------ Data to use ------
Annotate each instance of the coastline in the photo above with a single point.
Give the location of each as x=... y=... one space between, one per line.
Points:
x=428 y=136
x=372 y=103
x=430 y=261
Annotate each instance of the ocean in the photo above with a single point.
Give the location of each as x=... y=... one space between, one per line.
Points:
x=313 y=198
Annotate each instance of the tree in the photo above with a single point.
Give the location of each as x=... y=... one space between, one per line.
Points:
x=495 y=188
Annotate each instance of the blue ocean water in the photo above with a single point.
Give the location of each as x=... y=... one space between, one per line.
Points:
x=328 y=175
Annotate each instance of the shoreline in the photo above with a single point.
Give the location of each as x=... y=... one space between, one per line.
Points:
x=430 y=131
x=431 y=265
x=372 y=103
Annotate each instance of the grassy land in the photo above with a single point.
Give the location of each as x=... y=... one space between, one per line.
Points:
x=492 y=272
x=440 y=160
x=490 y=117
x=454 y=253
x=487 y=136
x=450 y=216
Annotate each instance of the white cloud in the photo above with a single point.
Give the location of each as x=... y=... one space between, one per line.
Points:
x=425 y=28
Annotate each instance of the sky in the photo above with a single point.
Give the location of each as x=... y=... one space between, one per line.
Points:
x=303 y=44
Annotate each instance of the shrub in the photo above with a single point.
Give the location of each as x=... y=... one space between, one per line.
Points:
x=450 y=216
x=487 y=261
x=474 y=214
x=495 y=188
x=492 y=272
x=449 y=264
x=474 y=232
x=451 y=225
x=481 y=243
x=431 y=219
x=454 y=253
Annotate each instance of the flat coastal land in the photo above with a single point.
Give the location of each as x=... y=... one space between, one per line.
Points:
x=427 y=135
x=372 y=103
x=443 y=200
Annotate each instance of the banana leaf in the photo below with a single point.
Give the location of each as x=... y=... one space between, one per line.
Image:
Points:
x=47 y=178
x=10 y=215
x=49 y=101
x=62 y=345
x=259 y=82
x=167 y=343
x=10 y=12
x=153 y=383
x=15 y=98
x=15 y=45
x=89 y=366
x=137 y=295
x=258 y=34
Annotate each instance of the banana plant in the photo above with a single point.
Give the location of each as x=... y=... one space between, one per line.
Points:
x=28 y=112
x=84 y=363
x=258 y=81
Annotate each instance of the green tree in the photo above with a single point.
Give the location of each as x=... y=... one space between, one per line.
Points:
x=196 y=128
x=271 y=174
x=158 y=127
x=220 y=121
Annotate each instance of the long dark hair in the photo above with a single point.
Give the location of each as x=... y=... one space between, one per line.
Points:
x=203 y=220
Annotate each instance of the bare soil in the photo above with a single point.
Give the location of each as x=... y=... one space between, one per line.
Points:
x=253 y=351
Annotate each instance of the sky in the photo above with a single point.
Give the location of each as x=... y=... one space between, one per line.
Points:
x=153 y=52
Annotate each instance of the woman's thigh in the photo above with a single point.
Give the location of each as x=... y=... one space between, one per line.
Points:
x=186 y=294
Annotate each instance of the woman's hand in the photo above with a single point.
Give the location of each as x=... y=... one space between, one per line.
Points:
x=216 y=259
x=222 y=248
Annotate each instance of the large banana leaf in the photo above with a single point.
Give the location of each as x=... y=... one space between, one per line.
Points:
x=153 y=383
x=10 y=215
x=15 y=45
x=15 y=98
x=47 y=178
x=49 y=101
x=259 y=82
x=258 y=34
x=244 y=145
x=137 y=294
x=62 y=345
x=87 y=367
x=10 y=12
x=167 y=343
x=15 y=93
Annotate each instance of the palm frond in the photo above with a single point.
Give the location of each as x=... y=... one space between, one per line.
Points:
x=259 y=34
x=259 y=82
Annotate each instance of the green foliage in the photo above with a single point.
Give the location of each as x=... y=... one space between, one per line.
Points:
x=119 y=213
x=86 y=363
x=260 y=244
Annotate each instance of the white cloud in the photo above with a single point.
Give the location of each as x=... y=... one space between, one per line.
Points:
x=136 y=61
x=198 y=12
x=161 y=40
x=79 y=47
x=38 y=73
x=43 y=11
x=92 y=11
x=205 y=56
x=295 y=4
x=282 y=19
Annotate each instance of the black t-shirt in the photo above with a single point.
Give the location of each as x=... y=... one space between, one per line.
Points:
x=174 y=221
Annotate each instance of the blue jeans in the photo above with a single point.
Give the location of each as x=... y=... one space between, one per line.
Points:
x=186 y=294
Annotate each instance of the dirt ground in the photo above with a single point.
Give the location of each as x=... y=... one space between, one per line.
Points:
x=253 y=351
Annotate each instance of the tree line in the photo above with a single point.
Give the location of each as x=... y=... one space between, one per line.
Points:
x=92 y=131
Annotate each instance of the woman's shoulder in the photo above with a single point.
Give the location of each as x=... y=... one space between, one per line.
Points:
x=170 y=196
------
→ **What is required**
Please copy the material above without changing a single word.

→ **Solution**
Annotate each instance of the coastline in the photo above with a single point.
Give the location of each as x=... y=... one space between, one per line.
Points:
x=428 y=136
x=372 y=103
x=430 y=261
Annotate each instance of the ocean in the photo above with a single point.
Give the location of each as x=... y=... one space between, one per line.
Points:
x=313 y=198
Annotate each instance of the tree in the photo above with a single point.
Give the location of each as x=... y=... one space between, one per line.
Points:
x=495 y=188
Annotate each instance of the blue ocean water in the photo above with a single point.
Give the location of each as x=... y=... one space between, one per line.
Points:
x=328 y=175
Annotate each instance of the shoreline in the photo above with a single point.
Give the location of each as x=... y=... one space between, one per line.
Points:
x=430 y=131
x=431 y=265
x=372 y=103
Annotate each instance of the grassy land in the photo above with a single point.
Give the location of each as x=... y=... one space between, one per line.
Points:
x=492 y=272
x=440 y=160
x=490 y=117
x=454 y=253
x=487 y=136
x=450 y=216
Annotate each instance of the white cloud in the photo above with a single point.
Give the location of each as x=... y=... one space between, one per line.
Points:
x=425 y=28
Annotate each instance of the sky in the photo above with a single point.
Give the location of each as x=... y=... one space between, one per line.
Points:
x=303 y=44
Annotate each instance of the shrub in the photo above with a single point.
Give the location of each as x=... y=... one space between, one per line.
Points:
x=450 y=216
x=487 y=261
x=474 y=214
x=495 y=188
x=492 y=272
x=449 y=264
x=474 y=232
x=451 y=225
x=481 y=243
x=431 y=219
x=454 y=253
Annotate each instance of the flat coastal land in the photo above with a single point.
Give the location of each as x=... y=... one space between, one per line.
Points:
x=427 y=135
x=372 y=103
x=443 y=200
Annotate each instance of the banana leaf in the photo below with a single point.
Give the location of each as x=... y=... one space between, one per line.
Image:
Points:
x=47 y=178
x=10 y=215
x=49 y=101
x=62 y=345
x=259 y=82
x=167 y=343
x=10 y=12
x=153 y=383
x=15 y=98
x=15 y=45
x=89 y=366
x=137 y=295
x=258 y=34
Annotate each instance of the banana plant in the photo above with a single point.
Give the location of each as x=... y=... one space between, one per line.
Points:
x=28 y=112
x=84 y=363
x=258 y=81
Annotate each instance of the green tree in the photo above with a single point.
Give the location of each as x=... y=... one space between, one per line.
Points:
x=196 y=128
x=271 y=174
x=158 y=127
x=220 y=121
Annotate each instance of the long dark hair in the photo above with a single point.
Give the location of each as x=... y=... one space between, one per line.
Points:
x=203 y=220
Annotate each instance of the bare soil in the photo above with a single point.
Give the location of each as x=... y=... one space between, one per line.
Points:
x=253 y=351
Annotate each instance of the sky in the photo above with a single point.
Give the location of each as x=... y=... one space between, one per line.
Points:
x=153 y=52
Annotate each instance of the woman's thigh in the photo above with a single point.
Give the location of each as x=... y=... one space between, one per line.
Points:
x=186 y=294
Annotate each instance of the woman's hand in the photo above with a single point.
Give the location of each as x=... y=... one space between, one per line.
Points:
x=216 y=259
x=222 y=248
Annotate each instance of the large banana leaf in the photo above with a single point.
Give the location of each as x=... y=... one space between, one per line.
Points:
x=153 y=383
x=10 y=215
x=15 y=45
x=15 y=98
x=47 y=178
x=49 y=101
x=259 y=82
x=258 y=34
x=244 y=145
x=137 y=294
x=62 y=345
x=87 y=367
x=10 y=12
x=167 y=343
x=15 y=93
Annotate each instance of the palm frond in the photo above with a single point.
Give the location of each as x=... y=... one space between, one per line.
Points:
x=259 y=34
x=259 y=82
Annotate each instance of the green foliage in the photo above with a single point.
Give the location of each as x=... y=... one space between, one per line.
Points:
x=119 y=213
x=86 y=363
x=260 y=244
Annotate each instance of the white cloud in the photo above with a single point.
Give the location of each as x=... y=... one space between, one per line.
Points:
x=136 y=61
x=198 y=12
x=161 y=40
x=79 y=47
x=38 y=73
x=43 y=11
x=92 y=11
x=205 y=56
x=295 y=4
x=282 y=19
Annotate each instance of the black t-shirt in the photo above with a single point.
Give the location of each as x=... y=... one space between, one per line.
Points:
x=174 y=221
Annotate each instance of the blue jeans in the photo above with a single point.
Give the location of each as x=... y=... one space between, one per line.
Points:
x=186 y=294
Annotate each instance of the dirt ground in the photo above with a single point.
Give the location of each as x=... y=... one space between, one per line.
Points:
x=253 y=351
Annotate each instance of the tree line in the photo above with a single point.
Give the location of each as x=... y=... one space between, one per line.
Points:
x=92 y=131
Annotate each instance of the woman's shoulder in the photo above with a single point.
Give the location of each as x=... y=... one space between, one per line.
Points:
x=170 y=196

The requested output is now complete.